## Required work
1. According to the review of The One Ring roleplaying game, in what year was the combined edition released?
2. Carry the review of The One Ring roleplaying game forward from its final sentence.

I'll start this review by stating the following: I am a huge fan of Tolkien's work. I've read The Hobbit and The Lord of the Rings trilogy many, many times (and am currently in the middle of Return of the King again). There have been a number of RPG projects involving his work over the years, the biggest being Middle Earth Role Playing or MERP. I loved that game mightily. To be able to play as a Rider of Rohan or one of the Dunedain was just an awesome experience. Tolkien's work is what inspired me to start role-playing in the first place and I suspect this is the same with many other young people who have encountered his books.
While MERP provided a way to play in Tolkien's world it never really felt connected to his work. To me the magic system was too much and the magic items felt to plentiful and common. The supplement books contained a wealth of information and are wonderful to read even for people that are not interested in role-playing but just in Tolkien's world. It was a very robust system that was well supported, books for it were published from the early 1980's though the late 1990's. My friends and I spent many hours thwarting the enemies of the Free Peoples.
After death of of MERP came Decipher's The Lord of the Rings RPG, It was published in 2002 and was abandoned in 2006. I cannot comment on this game as I never played it but it does not seem to have ever achieved the same level of success as MERP. More after the break!
|The Arkenstone of Thrain|
Which leads us to The One Ring RPG by Cubicle 7. Originally released in 2011 as The One Ring: Adventures Over the Edge of the Wild it consisted of a Loremaster's and Adventurer's core books. They were combined, cleaned up and re-released in 2014 as The One Ring Roleplaying Game. So what do I think of this game? I'll describe my feelings on this with one word. FUCKING AWESOME. OK, that's two words but you get the idea.
I really, really love this game. It FEELS like Middle-earth, it oozes Tolkieness. It captures something that MERP never really did, it captures the soul of Tolkien. Good vs evil, nature vs industry. Its a really fantastic product and now that I'm done gushing I'll provide a little more detail.
So lets start with the basics, TOR (as I'll refer to the game from now on) is a hard cover, full color single book that clocks in at 333 pages. The inside front cover has a nicely weathered map of Wilderland which is the main area of play, I'll discuss this later in more detail. The inside of the back cover has the same map with a hex grid overlay and the map broken up into different areas, this grid and these areas are used to determine journey's and how long/dangerous they are. Its a beautiful book, the pages have a worn used look and the art throughout is absolutely fantastic. Where as much of the art in MERP was characters in combat most of the art in TOR is about the land. It really helps to bring the world alive. Jon Hodgson is the Art Director at Cubicle 7 and did much of the art in the book, he really captures Tolkien's world. He's one of my favorite artists out there right now! All the art posted in this piece was created by him for The One Ring. I hope you enjoy it as much as I do!

## A block of data

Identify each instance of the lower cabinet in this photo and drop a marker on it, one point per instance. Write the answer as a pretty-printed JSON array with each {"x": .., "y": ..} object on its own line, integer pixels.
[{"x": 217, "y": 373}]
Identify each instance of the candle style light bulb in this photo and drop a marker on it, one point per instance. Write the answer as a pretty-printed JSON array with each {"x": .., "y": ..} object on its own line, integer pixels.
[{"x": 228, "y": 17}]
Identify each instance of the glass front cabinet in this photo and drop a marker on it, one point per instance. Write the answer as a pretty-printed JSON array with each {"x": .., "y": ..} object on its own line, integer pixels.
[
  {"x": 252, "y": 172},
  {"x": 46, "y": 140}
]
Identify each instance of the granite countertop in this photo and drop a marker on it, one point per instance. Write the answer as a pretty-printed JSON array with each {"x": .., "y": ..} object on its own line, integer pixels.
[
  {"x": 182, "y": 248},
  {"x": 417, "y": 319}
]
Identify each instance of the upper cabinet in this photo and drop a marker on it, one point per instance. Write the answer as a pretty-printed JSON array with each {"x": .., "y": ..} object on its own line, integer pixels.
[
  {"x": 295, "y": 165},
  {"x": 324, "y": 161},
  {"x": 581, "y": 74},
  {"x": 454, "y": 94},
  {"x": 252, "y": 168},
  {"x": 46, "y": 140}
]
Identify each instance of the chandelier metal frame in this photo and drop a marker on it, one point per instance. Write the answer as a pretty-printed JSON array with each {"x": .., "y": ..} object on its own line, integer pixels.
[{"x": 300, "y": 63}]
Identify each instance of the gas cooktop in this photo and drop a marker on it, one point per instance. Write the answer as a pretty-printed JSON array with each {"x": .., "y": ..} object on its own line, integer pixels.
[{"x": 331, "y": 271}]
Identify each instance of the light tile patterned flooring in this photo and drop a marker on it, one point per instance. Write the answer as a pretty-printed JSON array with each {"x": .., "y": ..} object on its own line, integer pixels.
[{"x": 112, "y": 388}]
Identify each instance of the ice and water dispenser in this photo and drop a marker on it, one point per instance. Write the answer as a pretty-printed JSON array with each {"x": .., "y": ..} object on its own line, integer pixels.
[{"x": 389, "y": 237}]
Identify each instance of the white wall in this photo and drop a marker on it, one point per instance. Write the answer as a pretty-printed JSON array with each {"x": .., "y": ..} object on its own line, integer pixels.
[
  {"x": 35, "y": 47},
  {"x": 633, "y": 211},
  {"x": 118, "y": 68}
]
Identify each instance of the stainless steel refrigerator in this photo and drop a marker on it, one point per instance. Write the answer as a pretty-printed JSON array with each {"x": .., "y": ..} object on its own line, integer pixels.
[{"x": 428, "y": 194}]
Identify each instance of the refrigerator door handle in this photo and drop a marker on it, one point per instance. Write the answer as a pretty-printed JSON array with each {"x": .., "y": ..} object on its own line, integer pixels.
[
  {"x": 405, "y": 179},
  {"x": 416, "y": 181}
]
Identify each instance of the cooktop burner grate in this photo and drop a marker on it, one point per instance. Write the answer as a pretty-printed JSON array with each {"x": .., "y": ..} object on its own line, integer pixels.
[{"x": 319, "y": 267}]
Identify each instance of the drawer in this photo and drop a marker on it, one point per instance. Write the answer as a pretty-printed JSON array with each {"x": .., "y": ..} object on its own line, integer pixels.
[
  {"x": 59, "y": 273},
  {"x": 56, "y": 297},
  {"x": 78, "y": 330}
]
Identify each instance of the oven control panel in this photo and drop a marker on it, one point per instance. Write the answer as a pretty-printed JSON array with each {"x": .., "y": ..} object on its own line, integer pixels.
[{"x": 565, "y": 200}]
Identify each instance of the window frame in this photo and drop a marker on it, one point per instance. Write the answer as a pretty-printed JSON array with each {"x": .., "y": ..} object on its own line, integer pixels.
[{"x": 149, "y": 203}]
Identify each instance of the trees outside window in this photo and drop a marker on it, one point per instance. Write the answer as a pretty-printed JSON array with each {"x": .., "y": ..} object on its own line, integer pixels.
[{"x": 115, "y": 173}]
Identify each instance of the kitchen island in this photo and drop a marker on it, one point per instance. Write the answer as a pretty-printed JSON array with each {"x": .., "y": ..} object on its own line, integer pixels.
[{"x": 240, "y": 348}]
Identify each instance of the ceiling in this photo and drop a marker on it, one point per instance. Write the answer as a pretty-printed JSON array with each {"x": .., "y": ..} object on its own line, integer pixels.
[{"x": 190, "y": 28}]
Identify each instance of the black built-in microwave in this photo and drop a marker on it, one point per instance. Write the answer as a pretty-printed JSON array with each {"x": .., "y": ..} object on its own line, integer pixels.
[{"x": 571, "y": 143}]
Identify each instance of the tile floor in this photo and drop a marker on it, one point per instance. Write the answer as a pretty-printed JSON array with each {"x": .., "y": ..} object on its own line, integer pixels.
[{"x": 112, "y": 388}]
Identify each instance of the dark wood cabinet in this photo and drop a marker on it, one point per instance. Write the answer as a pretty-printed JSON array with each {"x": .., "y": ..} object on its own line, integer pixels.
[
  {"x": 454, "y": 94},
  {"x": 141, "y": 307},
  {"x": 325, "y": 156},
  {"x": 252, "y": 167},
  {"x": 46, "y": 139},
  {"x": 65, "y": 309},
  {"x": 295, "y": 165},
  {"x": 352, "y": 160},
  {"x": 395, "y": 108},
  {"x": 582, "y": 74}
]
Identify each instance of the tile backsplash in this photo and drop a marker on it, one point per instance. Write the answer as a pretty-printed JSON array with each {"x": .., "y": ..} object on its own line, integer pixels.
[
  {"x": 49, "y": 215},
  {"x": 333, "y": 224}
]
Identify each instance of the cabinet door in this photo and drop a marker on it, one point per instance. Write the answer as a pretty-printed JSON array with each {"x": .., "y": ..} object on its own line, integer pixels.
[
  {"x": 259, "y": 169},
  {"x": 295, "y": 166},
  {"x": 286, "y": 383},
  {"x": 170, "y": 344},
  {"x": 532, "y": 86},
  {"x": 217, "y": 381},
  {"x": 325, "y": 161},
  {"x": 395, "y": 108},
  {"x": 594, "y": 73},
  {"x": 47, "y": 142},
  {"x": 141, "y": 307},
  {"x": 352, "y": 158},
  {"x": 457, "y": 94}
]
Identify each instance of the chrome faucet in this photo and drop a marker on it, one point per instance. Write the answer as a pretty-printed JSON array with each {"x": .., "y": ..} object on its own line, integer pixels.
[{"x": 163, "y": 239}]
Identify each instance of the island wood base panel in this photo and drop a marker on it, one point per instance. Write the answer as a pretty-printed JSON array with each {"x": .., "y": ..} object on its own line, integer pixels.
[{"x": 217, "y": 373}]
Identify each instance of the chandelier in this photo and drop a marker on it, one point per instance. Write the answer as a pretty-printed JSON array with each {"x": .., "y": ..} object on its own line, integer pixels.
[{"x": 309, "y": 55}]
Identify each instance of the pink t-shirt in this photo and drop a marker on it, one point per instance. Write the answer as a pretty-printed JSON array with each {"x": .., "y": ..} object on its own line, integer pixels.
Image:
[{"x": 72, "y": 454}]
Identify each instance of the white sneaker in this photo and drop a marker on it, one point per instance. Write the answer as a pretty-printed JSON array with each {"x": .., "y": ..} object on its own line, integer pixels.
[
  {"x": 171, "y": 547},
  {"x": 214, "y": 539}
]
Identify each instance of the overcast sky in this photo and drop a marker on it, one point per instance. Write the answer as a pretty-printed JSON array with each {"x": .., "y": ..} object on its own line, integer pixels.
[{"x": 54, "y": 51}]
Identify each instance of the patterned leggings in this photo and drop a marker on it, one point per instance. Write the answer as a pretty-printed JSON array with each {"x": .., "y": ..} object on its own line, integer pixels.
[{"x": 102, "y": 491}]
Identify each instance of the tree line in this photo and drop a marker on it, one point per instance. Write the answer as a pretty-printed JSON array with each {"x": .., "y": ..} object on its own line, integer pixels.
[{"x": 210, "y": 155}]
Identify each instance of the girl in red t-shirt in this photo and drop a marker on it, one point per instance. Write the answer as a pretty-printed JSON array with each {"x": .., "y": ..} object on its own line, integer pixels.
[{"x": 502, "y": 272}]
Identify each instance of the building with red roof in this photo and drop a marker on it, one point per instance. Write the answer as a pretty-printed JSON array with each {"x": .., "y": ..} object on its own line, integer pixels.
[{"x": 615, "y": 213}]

* * *

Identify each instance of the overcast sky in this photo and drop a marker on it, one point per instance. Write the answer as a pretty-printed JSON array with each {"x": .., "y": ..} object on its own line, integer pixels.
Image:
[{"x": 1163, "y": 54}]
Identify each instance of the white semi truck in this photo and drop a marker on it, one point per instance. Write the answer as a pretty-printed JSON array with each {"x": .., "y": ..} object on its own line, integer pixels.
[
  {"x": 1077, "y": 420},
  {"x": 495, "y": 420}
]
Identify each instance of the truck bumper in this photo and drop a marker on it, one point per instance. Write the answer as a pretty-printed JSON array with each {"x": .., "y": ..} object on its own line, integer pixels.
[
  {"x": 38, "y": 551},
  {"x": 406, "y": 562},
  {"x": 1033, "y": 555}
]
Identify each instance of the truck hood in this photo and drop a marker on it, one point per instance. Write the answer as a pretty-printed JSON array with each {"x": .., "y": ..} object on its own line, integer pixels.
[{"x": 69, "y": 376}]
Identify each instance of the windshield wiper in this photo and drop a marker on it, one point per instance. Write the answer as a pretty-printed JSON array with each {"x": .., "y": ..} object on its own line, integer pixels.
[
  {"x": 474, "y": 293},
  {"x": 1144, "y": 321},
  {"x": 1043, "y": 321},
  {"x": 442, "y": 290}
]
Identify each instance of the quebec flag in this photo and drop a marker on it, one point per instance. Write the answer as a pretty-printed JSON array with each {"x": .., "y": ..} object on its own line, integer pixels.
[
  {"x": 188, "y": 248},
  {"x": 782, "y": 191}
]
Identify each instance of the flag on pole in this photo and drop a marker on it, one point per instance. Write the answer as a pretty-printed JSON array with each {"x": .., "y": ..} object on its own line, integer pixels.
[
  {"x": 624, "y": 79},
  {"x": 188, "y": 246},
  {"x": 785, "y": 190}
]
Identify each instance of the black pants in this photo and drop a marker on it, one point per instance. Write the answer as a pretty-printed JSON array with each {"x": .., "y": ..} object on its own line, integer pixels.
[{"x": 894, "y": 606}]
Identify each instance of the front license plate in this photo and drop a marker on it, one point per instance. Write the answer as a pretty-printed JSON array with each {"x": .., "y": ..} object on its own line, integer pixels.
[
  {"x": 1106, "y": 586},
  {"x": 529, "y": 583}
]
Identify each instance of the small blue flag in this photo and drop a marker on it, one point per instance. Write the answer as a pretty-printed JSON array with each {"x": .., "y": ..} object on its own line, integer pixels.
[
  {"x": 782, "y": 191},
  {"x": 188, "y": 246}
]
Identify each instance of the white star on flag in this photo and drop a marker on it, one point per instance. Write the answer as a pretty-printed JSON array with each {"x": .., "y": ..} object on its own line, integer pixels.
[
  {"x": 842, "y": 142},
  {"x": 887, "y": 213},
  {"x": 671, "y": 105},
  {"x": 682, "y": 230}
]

## Answers to the exercises
1. It was released in 2014.

2.
|Heart of Mirkwood|
The setting of the game is Wilderland, an area that encompasses the Misty Mountains in the west, all of Mirkwood and then to the Iron Hills to the East. There is no Gondor, Shire, Rohan or Mordor in this book. I really like how the core book focuses on this area, there is plenty to do here and other areas will be covered in future expansions. 2946 is the starting year which is five years after the fall of Smaug but many years before the War of the Ring which gives plenty of opportunity for the players to confront the growing threat of the Shadow. There is a focus on storytelling, games are laid out in an episodic fashion with an Adventuring Phase in which the heroes travel Middle-earth completing quests and then the Fellowship Phase, which for anyone that has played the Pendragon RPG will be familiar. This is an end of year phase in which the heroes get to complete additional actions like spending advancement or experience points or doing specific fellowship undertakings such as opening sanctuaries, taking patrons, healing corruption and receiving titles. There are many new fellowship undertakings in each of the source books, there are lots and lots of choices for the players. I really enjoy this phase as it gives a sense of time passing and also of the players maturing and growing in stature.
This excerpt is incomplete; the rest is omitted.